_Отрывок_:

Чтобы такая первая простота христианства открылась, должно было случиться многое. Должна была произойти историческая катастрофа. Христианская традиция была изъята из «порядка вещей», которому она, по всей видимости, принадлежала в Европе полтора тысячелетия — так, что это внушало мысль о «христианских корнях Европы», надежных, прочных корнях[190], о бесперебойном наследовании веры от отцов к детям. И вот полтора тысячелетия благополучного существования церквей в «христианском мире», в среде «христианских народов» и «христианских государств» подошли к концу, и конец оказался скандален. Начало этого конца, вероятно, — антицерковная битва Французской революции, следы которой мы можем и теперь наблюдать: в виде изувеченных и разбитых статуй, в хрониках уничтоженных монастырей… Впервые после крещения народов церковь оказалась гонимой «своими», наследниками и воспитанниками той же традиции, причем с пафосом своего рода религиозным. «Свои» (а в России это гонение далеко превзошло французский размах) оказались беспощаднее язычников римских времен. По предварительным подсчетам (данные Комиссии по канонизации российских новомучеников), число уничтоженных в СССР по религиозным статьям с 1918 по 1939 Г°Д составило около миллиона человек. Это значит, что число тех, кто прямо или косвенно участвовал на стороне гонителей, было значительно больше.

_Материал для работы_:

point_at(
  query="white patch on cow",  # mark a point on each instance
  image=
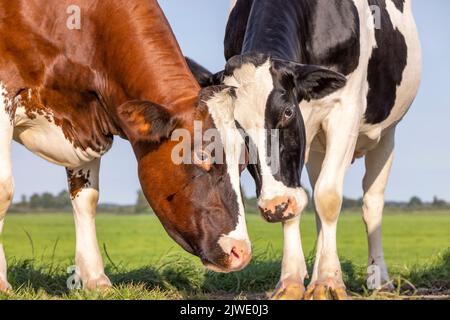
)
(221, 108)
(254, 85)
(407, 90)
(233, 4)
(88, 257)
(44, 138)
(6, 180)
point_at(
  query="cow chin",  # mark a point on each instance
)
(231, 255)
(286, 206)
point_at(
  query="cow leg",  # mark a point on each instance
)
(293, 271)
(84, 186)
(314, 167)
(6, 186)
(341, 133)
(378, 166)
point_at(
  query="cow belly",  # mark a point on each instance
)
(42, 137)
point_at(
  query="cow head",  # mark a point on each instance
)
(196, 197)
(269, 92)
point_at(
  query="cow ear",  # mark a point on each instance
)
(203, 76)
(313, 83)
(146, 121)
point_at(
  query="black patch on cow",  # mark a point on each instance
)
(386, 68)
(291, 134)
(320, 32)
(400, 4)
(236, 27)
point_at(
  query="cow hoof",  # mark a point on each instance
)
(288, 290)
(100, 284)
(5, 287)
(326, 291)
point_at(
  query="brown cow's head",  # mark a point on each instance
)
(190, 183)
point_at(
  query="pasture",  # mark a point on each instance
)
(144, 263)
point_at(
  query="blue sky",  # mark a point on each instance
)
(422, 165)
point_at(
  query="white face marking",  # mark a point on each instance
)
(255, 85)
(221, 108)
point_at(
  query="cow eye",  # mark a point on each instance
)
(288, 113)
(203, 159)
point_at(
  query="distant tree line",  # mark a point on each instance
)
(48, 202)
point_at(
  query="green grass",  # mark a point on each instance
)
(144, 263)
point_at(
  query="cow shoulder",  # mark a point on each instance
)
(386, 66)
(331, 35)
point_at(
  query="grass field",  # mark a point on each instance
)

* * *

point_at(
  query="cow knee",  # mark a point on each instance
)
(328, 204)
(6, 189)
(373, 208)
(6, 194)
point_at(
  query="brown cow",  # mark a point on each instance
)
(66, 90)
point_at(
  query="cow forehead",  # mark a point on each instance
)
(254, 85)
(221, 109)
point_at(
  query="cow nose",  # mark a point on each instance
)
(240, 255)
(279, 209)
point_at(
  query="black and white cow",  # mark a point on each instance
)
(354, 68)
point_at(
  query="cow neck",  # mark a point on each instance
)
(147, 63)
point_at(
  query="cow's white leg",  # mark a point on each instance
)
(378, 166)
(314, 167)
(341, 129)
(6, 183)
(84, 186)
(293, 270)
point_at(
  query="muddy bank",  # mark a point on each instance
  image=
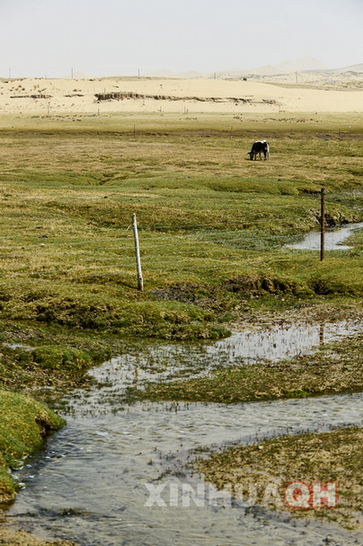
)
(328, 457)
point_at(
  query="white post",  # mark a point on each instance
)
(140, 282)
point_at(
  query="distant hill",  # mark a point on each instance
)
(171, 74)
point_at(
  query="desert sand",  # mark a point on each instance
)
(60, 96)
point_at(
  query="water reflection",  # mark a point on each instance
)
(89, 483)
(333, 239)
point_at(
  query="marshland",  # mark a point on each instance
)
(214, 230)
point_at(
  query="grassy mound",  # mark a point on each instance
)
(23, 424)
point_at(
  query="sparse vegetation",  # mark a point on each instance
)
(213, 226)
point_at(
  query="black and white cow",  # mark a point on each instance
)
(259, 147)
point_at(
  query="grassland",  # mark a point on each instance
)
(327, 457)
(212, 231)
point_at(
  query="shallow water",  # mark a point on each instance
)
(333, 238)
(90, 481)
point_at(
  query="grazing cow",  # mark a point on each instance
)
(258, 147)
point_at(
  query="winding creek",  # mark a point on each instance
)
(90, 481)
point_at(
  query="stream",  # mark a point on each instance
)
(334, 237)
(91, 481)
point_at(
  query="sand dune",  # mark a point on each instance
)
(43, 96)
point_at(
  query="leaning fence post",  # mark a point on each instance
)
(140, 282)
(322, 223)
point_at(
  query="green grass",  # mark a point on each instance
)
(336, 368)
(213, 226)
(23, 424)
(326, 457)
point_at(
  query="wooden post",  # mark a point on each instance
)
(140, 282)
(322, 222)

_Задания_:
1) Кратко перескажите абзац отрывка, который начинается словами «Чтобы такая первая простота христианства открылась». Сохраните основные факты.
2) Сосчитайте строки записей, в которых встречается слово «water». В ответе дайте только число.
Записи никак не связаны с отрывком.

_Ответы_:
1) Первоначальная простота христианства открылась лишь после исторической катастрофы. Христианскую традицию изъяли из «порядка вещей», к которому она полтора тысячелетия принадлежала в Европе. Это внушало мысль о прочных «христианских корнях Европы» и о непрерывной передаче веры от отцов к детям. Благополучное существование церквей в «христианском мире» закончилось скандально. Начало этому концу, вероятно, положила антицерковная битва Французской революции. Ее следы видны и теперь: изувеченные статуи, хроники уничтоженных монастырей. Впервые после крещения народов церковь гнали «свои», воспитанники той же традиции, причем с почти религиозным пафосом. В России гонение далеко превзошло французский размах и оказалось беспощаднее гонений римских язычников. По предварительным данным Комиссии по канонизации российских новомучеников, с 1918 по 1939 год в СССР по религиозным статьям уничтожили около миллиона человек. Значит, участвовавших на стороне гонителей было значительно больше.

2) 2